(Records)
#####
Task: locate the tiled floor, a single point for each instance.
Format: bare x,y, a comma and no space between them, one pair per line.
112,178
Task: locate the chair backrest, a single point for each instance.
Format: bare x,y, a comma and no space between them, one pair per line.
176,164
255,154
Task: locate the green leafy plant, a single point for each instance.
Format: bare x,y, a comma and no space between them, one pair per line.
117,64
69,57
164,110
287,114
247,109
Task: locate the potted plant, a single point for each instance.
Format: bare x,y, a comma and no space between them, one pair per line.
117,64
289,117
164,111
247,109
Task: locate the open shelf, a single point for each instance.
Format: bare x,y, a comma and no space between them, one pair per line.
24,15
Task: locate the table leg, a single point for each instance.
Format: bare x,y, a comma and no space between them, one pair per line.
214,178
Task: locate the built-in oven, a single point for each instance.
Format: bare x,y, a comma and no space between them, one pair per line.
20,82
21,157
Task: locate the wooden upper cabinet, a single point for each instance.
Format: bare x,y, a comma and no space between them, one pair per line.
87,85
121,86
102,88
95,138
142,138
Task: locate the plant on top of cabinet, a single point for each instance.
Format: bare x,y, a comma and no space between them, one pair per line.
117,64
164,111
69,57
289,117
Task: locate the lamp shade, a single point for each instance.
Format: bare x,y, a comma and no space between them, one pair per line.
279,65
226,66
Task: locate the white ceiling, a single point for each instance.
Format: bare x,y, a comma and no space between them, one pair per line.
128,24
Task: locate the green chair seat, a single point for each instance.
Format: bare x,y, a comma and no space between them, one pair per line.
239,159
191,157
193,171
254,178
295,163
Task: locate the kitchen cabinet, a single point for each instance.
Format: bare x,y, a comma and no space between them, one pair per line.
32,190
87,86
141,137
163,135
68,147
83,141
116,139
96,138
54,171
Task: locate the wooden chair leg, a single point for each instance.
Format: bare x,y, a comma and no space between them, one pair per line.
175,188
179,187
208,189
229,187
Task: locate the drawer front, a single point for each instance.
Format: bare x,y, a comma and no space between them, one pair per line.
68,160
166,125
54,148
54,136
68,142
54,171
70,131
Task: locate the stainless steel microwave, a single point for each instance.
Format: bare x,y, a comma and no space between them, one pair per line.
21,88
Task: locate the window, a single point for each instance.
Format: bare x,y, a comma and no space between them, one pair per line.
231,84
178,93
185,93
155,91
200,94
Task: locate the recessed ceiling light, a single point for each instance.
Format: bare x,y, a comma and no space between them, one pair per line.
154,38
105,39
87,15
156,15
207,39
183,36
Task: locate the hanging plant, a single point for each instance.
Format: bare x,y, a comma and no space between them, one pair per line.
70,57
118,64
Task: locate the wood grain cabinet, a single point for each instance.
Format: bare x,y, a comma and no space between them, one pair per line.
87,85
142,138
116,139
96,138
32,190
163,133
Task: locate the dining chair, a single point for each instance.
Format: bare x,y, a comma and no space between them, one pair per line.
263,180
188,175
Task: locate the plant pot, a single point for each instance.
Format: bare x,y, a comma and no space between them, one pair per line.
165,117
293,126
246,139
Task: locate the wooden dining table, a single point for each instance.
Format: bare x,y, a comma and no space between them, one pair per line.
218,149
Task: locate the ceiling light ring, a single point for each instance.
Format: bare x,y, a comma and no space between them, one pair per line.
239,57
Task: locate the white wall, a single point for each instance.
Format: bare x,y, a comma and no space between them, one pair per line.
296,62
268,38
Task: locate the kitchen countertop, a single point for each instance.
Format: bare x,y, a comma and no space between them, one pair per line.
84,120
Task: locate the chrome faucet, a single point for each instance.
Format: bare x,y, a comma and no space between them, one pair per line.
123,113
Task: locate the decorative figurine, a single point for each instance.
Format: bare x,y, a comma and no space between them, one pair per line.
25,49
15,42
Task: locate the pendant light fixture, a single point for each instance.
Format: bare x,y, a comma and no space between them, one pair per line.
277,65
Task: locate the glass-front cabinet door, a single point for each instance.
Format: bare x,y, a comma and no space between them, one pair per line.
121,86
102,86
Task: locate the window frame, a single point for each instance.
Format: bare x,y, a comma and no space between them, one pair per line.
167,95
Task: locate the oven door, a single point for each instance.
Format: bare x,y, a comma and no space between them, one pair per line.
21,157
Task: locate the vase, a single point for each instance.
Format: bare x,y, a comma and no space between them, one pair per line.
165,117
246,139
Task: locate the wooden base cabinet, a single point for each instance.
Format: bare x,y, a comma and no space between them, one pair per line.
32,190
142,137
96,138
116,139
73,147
#####
### What you should do
Give every line of the records above as a Markdown table with two columns, No. and Text, numbering each line in order and leaving out blank lines.

### The response
| No. | Text |
|---|---|
| 1 | Task: locate the tiled floor, a single point for each instance. |
| 2 | Format: bare x,y, a comma and no space between them, one pair per line. |
| 3 | 112,178 |
| 4 | Task: locate the chair backrest, a single point for each instance. |
| 5 | Format: bare x,y, a comma and no space between them, one pair per line. |
| 6 | 176,164 |
| 7 | 255,154 |
| 8 | Task: locate the green leafy plant, a single point for each instance. |
| 9 | Format: bare x,y, a comma and no space between them, one pair per line. |
| 10 | 117,64 |
| 11 | 69,57 |
| 12 | 164,110 |
| 13 | 287,114 |
| 14 | 247,109 |
| 15 | Task: locate the potted plant, a single point for each instance. |
| 16 | Format: bare x,y, a comma and no space between them, one pair per line. |
| 17 | 117,64 |
| 18 | 289,117 |
| 19 | 164,111 |
| 20 | 247,109 |
| 21 | Task: locate the open shelf, a single point for each instance. |
| 22 | Format: bare x,y, a comma and no space between them, one pair per line. |
| 23 | 24,15 |
| 24 | Task: locate the table leg, a single point for each instance. |
| 25 | Format: bare x,y, a comma and no space between them, one pair per line. |
| 26 | 214,178 |
| 27 | Task: locate the built-in oven, a single point for each instance. |
| 28 | Format: bare x,y, a comma and no space between them, one pair per line. |
| 29 | 20,82 |
| 30 | 21,157 |
| 31 | Task: locate the wooden upper cabinet, a single point for each instance. |
| 32 | Format: bare x,y, a comma and no space between them, one pair per line. |
| 33 | 87,85 |
| 34 | 121,86 |
| 35 | 102,88 |
| 36 | 95,138 |
| 37 | 142,138 |
| 38 | Task: locate the plant on top of cabinet, a single point for each instance. |
| 39 | Format: bare x,y, a comma and no space between them, one pair per line. |
| 40 | 117,64 |
| 41 | 164,111 |
| 42 | 69,57 |
| 43 | 289,117 |
| 44 | Task: locate the lamp shade, a single point for each instance. |
| 45 | Format: bare x,y, a comma and no space between them, one pair per line. |
| 46 | 279,65 |
| 47 | 226,66 |
| 48 | Task: locate the white ceiling, a single point for each instance. |
| 49 | Format: bare x,y, a comma and no space between them, one pair per line. |
| 50 | 128,24 |
| 51 | Task: locate the green chair seat, a single point for each instance. |
| 52 | Format: bare x,y, a comma and no space between them, one pair per line. |
| 53 | 239,159 |
| 54 | 191,157 |
| 55 | 193,171 |
| 56 | 254,178 |
| 57 | 295,163 |
| 58 | Task: locate the kitchen cabinet, a single point for each instance. |
| 59 | Format: bare x,y, a comma and no space between them, one pair per line. |
| 60 | 32,190 |
| 61 | 87,86 |
| 62 | 141,137 |
| 63 | 163,135 |
| 64 | 68,147 |
| 65 | 83,141 |
| 66 | 116,139 |
| 67 | 96,138 |
| 68 | 54,171 |
| 69 | Task: locate the wooden chair leg, a single point for each instance. |
| 70 | Format: bare x,y, a comma and no space between them, one pair per line. |
| 71 | 175,188 |
| 72 | 179,187 |
| 73 | 208,189 |
| 74 | 229,187 |
| 75 | Task: locate the drawer front, a single point for each instance. |
| 76 | Format: bare x,y, a comma and no space between them, one pair per line. |
| 77 | 68,160 |
| 78 | 166,125 |
| 79 | 54,148 |
| 80 | 54,136 |
| 81 | 68,142 |
| 82 | 54,171 |
| 83 | 70,131 |
| 84 | Task: locate the stainless steel microwave, a single point for each instance. |
| 85 | Format: bare x,y, a comma and no space between them, one pair per line. |
| 86 | 21,88 |
| 87 | Task: locate the window, a single point for each instance. |
| 88 | Format: bare x,y, a comma and no space between them, one pair per line. |
| 89 | 231,84 |
| 90 | 178,93 |
| 91 | 185,93 |
| 92 | 155,91 |
| 93 | 200,94 |
| 94 | Task: locate the recessed ceiling light, a single point for each instance. |
| 95 | Format: bare x,y, a comma and no space between them, one pair per line. |
| 96 | 154,38 |
| 97 | 105,39 |
| 98 | 87,15 |
| 99 | 156,15 |
| 100 | 207,39 |
| 101 | 183,36 |
| 102 | Task: locate the hanging plant, a single point for each instance. |
| 103 | Format: bare x,y, a comma and no space between them, one pair per line. |
| 104 | 70,57 |
| 105 | 118,64 |
| 106 | Task: locate the wood grain cabinet, a single point for each instance. |
| 107 | Format: bare x,y, a comma and no space between them, one pair per line. |
| 108 | 87,85 |
| 109 | 142,138 |
| 110 | 116,139 |
| 111 | 96,138 |
| 112 | 32,190 |
| 113 | 163,133 |
| 114 | Task: locate the dining chair, a single point for each instance. |
| 115 | Format: bare x,y, a comma and no space between them, one pair per line. |
| 116 | 263,180 |
| 117 | 188,175 |
| 118 | Task: locate the plant pot, a single point for each instance. |
| 119 | Format: bare x,y, a comma and no space between them, one pair per line. |
| 120 | 165,117 |
| 121 | 293,126 |
| 122 | 246,139 |
| 123 | Task: locate the wooden dining table, a single point for each instance. |
| 124 | Format: bare x,y, a comma and no space between them, one pair per line. |
| 125 | 218,149 |
| 126 | Task: locate the ceiling light ring, a single point for each instance. |
| 127 | Format: bare x,y, a comma and no space between them, one pair per line. |
| 128 | 239,57 |
| 129 | Task: locate the white wall, a single point for each instance. |
| 130 | Format: bare x,y, a comma and no space between them, one pair per line. |
| 131 | 296,62 |
| 132 | 268,38 |
| 133 | Task: locate the kitchen countertop, a single point for each instance. |
| 134 | Format: bare x,y, a comma and no space between them, one pair per line. |
| 135 | 84,120 |
| 136 | Task: locate the chrome faucet, a single point for each instance. |
| 137 | Format: bare x,y, a comma and no space between them, one pair per line. |
| 138 | 123,113 |
| 139 | Task: locate the decorative figurine, a single point for each instance. |
| 140 | Format: bare x,y, a comma and no space between them, one pair per line. |
| 141 | 25,49 |
| 142 | 15,42 |
| 143 | Task: locate the pendant light fixture, a single point for each instance. |
| 144 | Format: bare x,y, a comma and no space between them, one pair per line. |
| 145 | 277,65 |
| 146 | Task: locate the glass-front cabinet door, a single point for each instance. |
| 147 | Format: bare x,y, a comma and no space between them, one pair per line. |
| 148 | 121,86 |
| 149 | 102,86 |
| 150 | Task: locate the window frame, a single point for each instance. |
| 151 | Format: bare x,y, a comma and no space between them, one pair per line. |
| 152 | 167,95 |
| 153 | Task: locate the oven door, a single point for each instance. |
| 154 | Format: bare x,y, a comma and no space between them, one pair per line. |
| 155 | 21,157 |
| 156 | Task: locate the vase, a single point for each instance. |
| 157 | Format: bare x,y, a comma and no space between them, one pair per line. |
| 158 | 165,117 |
| 159 | 246,139 |
| 160 | Task: locate the wooden base cabinet, a single point for each instance. |
| 161 | Format: bare x,y, a comma and no space between them, one pair per line. |
| 162 | 32,190 |
| 163 | 142,137 |
| 164 | 96,138 |
| 165 | 116,139 |
| 166 | 73,147 |